[Saved data entries]
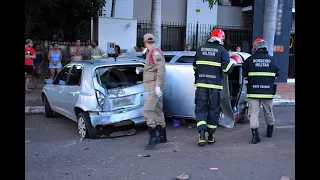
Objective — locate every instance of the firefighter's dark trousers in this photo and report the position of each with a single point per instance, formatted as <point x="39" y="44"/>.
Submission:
<point x="207" y="109"/>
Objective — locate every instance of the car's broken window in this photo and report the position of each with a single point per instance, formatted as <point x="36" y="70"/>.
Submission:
<point x="119" y="76"/>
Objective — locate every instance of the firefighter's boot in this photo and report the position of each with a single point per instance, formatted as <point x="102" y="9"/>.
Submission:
<point x="269" y="131"/>
<point x="255" y="136"/>
<point x="202" y="138"/>
<point x="211" y="138"/>
<point x="162" y="138"/>
<point x="153" y="140"/>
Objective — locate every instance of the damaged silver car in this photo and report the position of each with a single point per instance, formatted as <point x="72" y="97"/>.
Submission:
<point x="96" y="93"/>
<point x="105" y="92"/>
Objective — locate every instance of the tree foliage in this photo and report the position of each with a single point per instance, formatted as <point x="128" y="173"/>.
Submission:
<point x="60" y="19"/>
<point x="212" y="2"/>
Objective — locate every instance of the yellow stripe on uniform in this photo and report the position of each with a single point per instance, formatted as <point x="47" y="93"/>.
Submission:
<point x="228" y="67"/>
<point x="210" y="63"/>
<point x="212" y="86"/>
<point x="260" y="96"/>
<point x="201" y="123"/>
<point x="261" y="74"/>
<point x="211" y="126"/>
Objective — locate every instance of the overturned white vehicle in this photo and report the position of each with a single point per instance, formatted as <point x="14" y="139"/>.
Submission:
<point x="108" y="92"/>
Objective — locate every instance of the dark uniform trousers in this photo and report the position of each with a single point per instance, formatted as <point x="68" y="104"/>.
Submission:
<point x="153" y="110"/>
<point x="207" y="109"/>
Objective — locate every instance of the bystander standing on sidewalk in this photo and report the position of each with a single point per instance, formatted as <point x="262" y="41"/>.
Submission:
<point x="76" y="51"/>
<point x="188" y="47"/>
<point x="95" y="52"/>
<point x="38" y="61"/>
<point x="30" y="54"/>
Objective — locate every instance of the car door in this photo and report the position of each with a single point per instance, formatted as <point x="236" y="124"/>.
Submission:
<point x="58" y="101"/>
<point x="72" y="89"/>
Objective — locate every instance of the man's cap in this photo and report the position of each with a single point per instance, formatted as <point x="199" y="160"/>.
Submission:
<point x="28" y="41"/>
<point x="148" y="37"/>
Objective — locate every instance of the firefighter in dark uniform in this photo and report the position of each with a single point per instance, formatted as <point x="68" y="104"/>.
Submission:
<point x="210" y="61"/>
<point x="260" y="72"/>
<point x="154" y="82"/>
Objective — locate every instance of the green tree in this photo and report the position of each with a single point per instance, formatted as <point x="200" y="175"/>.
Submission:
<point x="59" y="19"/>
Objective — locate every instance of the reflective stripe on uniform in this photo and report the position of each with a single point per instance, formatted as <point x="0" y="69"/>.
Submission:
<point x="211" y="126"/>
<point x="228" y="67"/>
<point x="260" y="96"/>
<point x="210" y="63"/>
<point x="261" y="74"/>
<point x="96" y="57"/>
<point x="212" y="86"/>
<point x="201" y="123"/>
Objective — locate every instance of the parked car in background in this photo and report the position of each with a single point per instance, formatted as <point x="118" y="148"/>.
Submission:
<point x="105" y="92"/>
<point x="179" y="93"/>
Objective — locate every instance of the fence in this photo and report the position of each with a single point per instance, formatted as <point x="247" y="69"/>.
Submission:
<point x="172" y="35"/>
<point x="235" y="36"/>
<point x="175" y="36"/>
<point x="291" y="70"/>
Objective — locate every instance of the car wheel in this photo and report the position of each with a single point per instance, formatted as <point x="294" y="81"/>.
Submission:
<point x="47" y="109"/>
<point x="85" y="128"/>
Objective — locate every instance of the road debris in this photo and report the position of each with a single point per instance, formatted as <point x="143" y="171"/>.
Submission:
<point x="146" y="155"/>
<point x="183" y="176"/>
<point x="285" y="178"/>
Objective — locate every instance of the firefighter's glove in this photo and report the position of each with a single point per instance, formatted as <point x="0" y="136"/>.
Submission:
<point x="158" y="91"/>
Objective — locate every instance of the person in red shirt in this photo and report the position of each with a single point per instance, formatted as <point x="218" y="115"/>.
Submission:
<point x="30" y="54"/>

Assignment
Only an exact copy of the lines from the top of the entries through the line with "Objective — locate every instance of the firefighter's boot", both included, should be given, with all pictures omitted.

Output of the task
Objective — locate every instance of the firefighter's dark trousers in this photo and report the position of each with a single point per instance, formatted as <point x="39" y="44"/>.
Submission:
<point x="207" y="109"/>
Objective — locate every instance of the car's broken window in this photo and report the position of each with a single point per instance, formatted as <point x="36" y="70"/>.
Submission:
<point x="119" y="76"/>
Objective — locate every instance of the firefighter's boot in this photo and report the position of each with a single point per instance, formatted as <point x="102" y="9"/>.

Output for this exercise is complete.